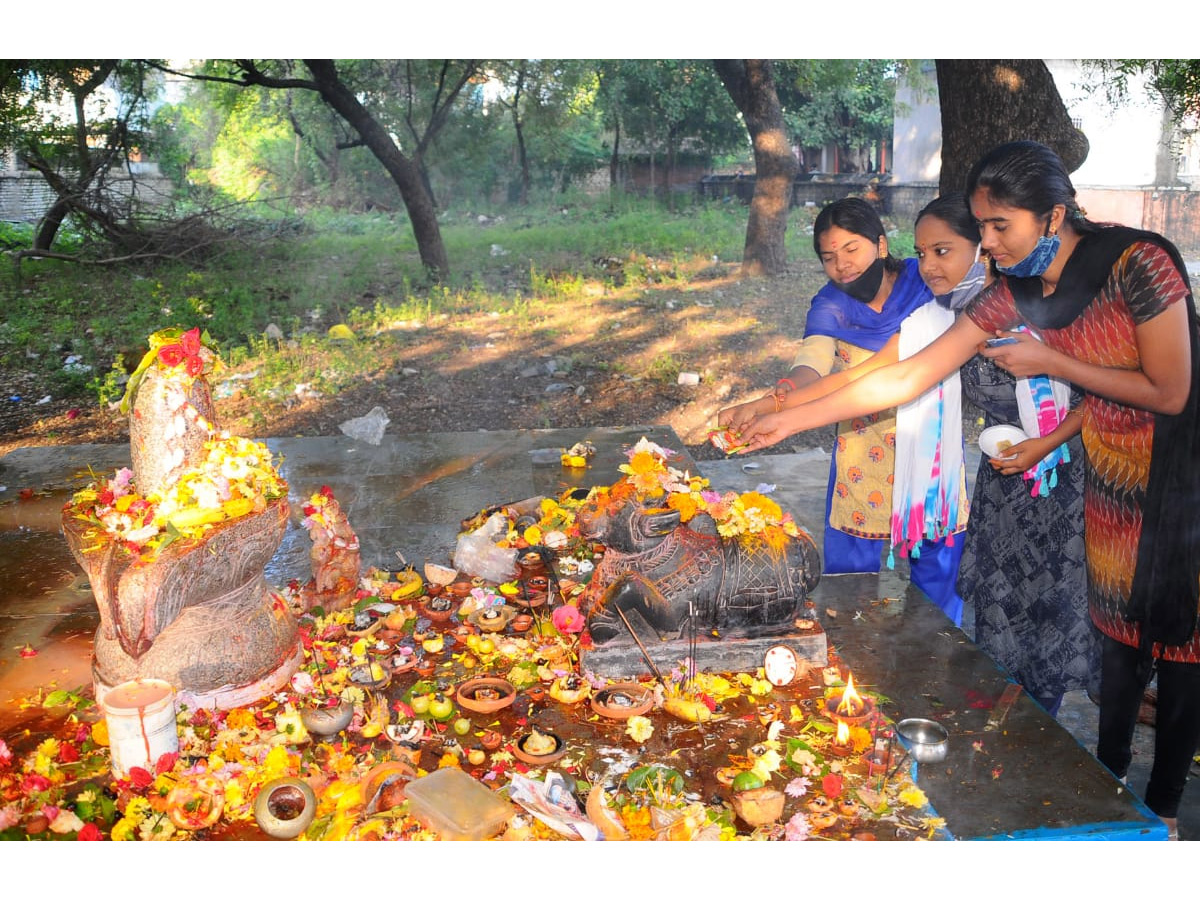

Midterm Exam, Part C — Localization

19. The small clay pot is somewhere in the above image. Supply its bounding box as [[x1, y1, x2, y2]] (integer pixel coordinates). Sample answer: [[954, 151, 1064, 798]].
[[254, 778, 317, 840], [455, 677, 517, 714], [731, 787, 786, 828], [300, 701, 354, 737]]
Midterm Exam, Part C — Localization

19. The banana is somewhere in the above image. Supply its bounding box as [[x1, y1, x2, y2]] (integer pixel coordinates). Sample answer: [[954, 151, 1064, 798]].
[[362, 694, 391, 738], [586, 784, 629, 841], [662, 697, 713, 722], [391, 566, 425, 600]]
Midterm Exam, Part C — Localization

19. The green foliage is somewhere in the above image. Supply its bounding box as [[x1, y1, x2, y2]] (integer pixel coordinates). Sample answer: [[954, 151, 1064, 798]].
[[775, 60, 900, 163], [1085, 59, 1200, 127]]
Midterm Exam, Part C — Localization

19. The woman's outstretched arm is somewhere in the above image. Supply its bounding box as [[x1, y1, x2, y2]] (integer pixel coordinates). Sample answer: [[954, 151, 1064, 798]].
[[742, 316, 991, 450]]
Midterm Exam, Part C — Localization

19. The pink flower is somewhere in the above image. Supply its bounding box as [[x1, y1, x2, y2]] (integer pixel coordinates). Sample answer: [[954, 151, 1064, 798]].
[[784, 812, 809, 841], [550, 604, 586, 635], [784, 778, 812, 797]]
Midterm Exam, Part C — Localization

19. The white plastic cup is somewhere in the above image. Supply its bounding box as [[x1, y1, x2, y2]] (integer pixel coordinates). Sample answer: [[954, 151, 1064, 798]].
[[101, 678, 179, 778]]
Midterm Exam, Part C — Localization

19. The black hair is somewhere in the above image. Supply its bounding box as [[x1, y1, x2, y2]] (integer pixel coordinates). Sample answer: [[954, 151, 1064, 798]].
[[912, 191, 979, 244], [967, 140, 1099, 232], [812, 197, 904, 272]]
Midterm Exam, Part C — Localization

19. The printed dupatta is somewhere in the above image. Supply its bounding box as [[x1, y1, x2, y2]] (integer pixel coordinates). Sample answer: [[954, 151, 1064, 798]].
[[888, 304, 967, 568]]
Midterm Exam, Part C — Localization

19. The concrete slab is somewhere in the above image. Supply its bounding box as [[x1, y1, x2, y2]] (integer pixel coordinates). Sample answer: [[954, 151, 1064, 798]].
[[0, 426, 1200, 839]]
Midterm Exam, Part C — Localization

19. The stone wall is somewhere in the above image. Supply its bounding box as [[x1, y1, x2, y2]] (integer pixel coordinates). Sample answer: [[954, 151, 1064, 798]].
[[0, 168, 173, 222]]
============
What you have to do:
Pull out, word for word, the lines of the listing above, starting at the beginning of the listing and ending at the line containing "566, 425, 600]]". Leave the pictures out of your answer.

Worked answer:
Midterm Exam, Part C — Localization

19. The small clay pot is somewhere in the above image. Supply its bounding box as [[x1, y1, x2, y2]] (integer pixel coordinates). Sample answer: [[954, 151, 1064, 798]].
[[254, 778, 317, 840], [455, 677, 517, 714], [731, 787, 786, 828], [300, 701, 354, 737]]
Midterm Exam, Part C — Localization

19. The banana is somewhere in the above image. Supply its bounding box as [[x1, y1, x2, y2]] (integer pixel coordinates). Sample answer: [[954, 151, 1064, 798]].
[[362, 694, 391, 738], [586, 784, 629, 841], [662, 697, 713, 722], [391, 566, 425, 600]]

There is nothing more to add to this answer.